PASSAGE FOR REVIEW >>
I have a bad stance. I stand, walk and sleep with my feet pointed out. It’s always bothered me, but only mentally. I suspect it’s why I’ve never been much of a runner. It never hurt, however, nor derailed my skiing and skating. I thus never got serious about stretching the tight butt muscles that cause this splaying.

Now in my advancing years, I walk night hallways to soothe my infant son. My knees click. They click less if I point my toes straight. I can force that to happen, but for it to be natural I have a lot of stretching ahead of me, both in discrete sessions and in changing my postures of habit (goodbye cross-legged sitting).

The other day my dad came to visit. As I sat, he corrected me sharply, as only a parent-surgeon can. “Why sit sideways like that? You’ll hyperextend your knee.” He started naming ligaments. I just tuned out and shifted in my seat.

Later, as I forced myself along another oddly straight night walk, I considered the moment. I do often sit so one leg lies sideways across the chair, with my other leg over it. Had I ever thought about it, I might have called it my reaction to a world too short for me, like my leaning back on the rear legs of chairs. Now I see another adaptation to my bad stance — muscles so out of balance that it is more natural to sit like the Tarot’s Hanged Man.

This is a little story but for me an instructive one. Things that seem unrelated or rooted in different causes turn out to be the same buried problem, layered over and accomodated like a tree growing around a fencepost, creating all kinds of distortions. My last few years have involved re-seeing much of my life in this way, an unpleasant and humbling process but one for the long-term good. If nothing else, my knees should make it a bit longer. Perhaps I along with them.

Also, perhaps, another instruction: that the world is full of good advice and it comes out when one needs it, but it takes a modest attitude to hear it all.

TASKS TO PERFORM >>
• a. Condense the paragraph of the posture essay that begins "Now in my advancing years" into a short list, keeping its main facts.
• b. Answer these questions from the posture essay, one line each:
(i) Which two activities did the bad stance never derail?
(ii) What is the profession of the writer's dad?
(iii) What does the writer compare the buried, accommodated problem to?

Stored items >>
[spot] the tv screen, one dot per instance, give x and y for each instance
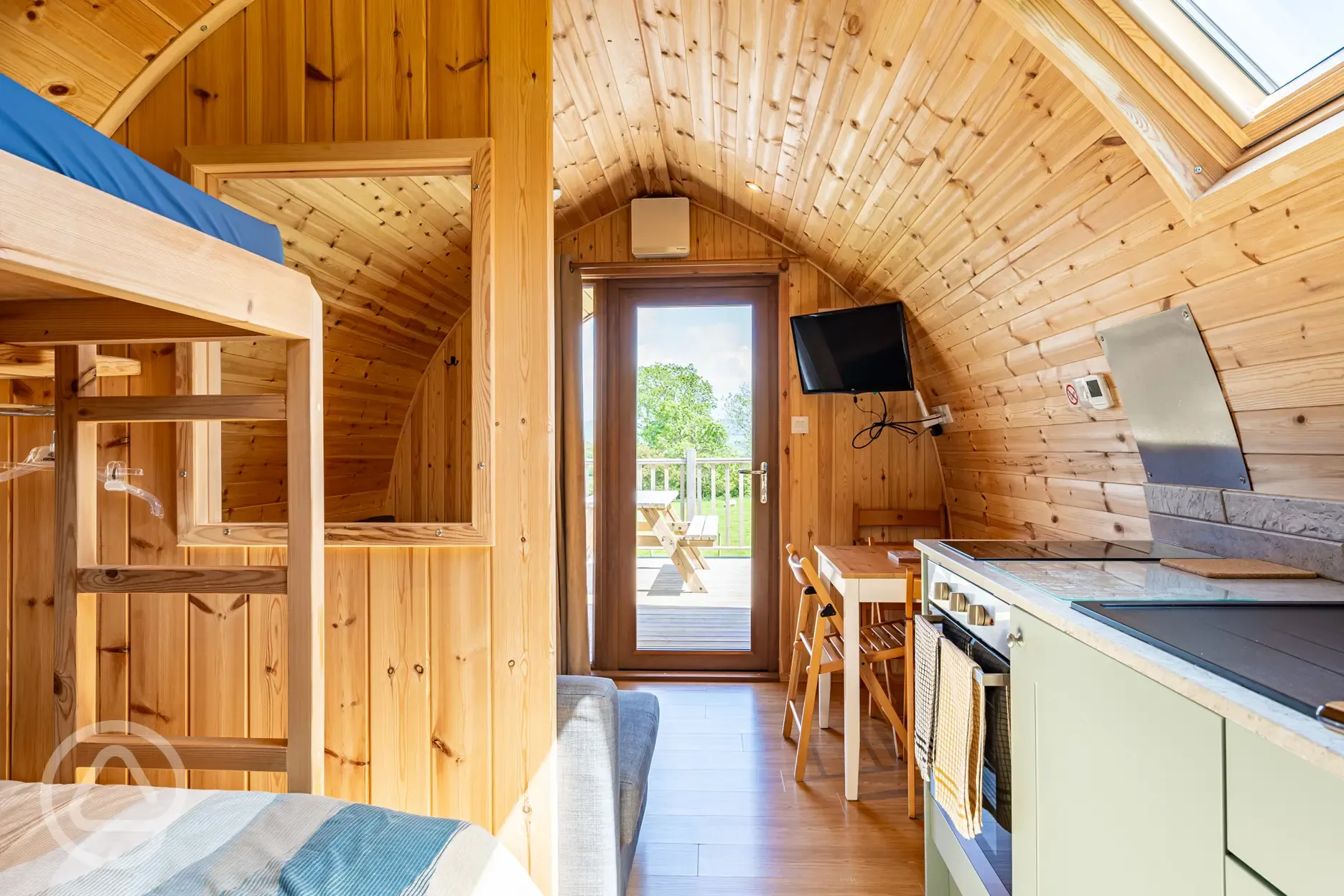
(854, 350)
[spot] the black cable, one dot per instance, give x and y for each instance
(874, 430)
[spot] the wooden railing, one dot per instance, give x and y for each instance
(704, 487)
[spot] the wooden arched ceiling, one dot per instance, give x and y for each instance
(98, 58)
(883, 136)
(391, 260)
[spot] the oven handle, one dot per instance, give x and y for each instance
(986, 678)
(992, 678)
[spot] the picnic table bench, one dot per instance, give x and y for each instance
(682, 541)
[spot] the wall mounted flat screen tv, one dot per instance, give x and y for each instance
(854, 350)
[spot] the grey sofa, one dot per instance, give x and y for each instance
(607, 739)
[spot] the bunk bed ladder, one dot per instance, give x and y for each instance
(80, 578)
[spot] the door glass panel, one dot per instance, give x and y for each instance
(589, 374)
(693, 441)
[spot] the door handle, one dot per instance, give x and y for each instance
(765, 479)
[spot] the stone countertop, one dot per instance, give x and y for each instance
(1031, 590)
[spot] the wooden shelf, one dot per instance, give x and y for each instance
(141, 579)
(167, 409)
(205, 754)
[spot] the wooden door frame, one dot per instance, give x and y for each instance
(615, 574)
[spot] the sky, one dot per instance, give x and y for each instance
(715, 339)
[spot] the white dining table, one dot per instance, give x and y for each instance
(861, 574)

EXPECTED RESULTS >>
• a.
- The writer walks the hallways at night to soothe an infant son.
- The writer's knees click, and click less when the toes point straight.
- Straight toes can be forced, but making it natural will take a lot of stretching, both in discrete sessions and in changed habitual postures, including giving up cross-legged sitting.

• b.
(i) Skiing and skating.
(ii) He is a surgeon.
(iii) A tree growing around a fencepost.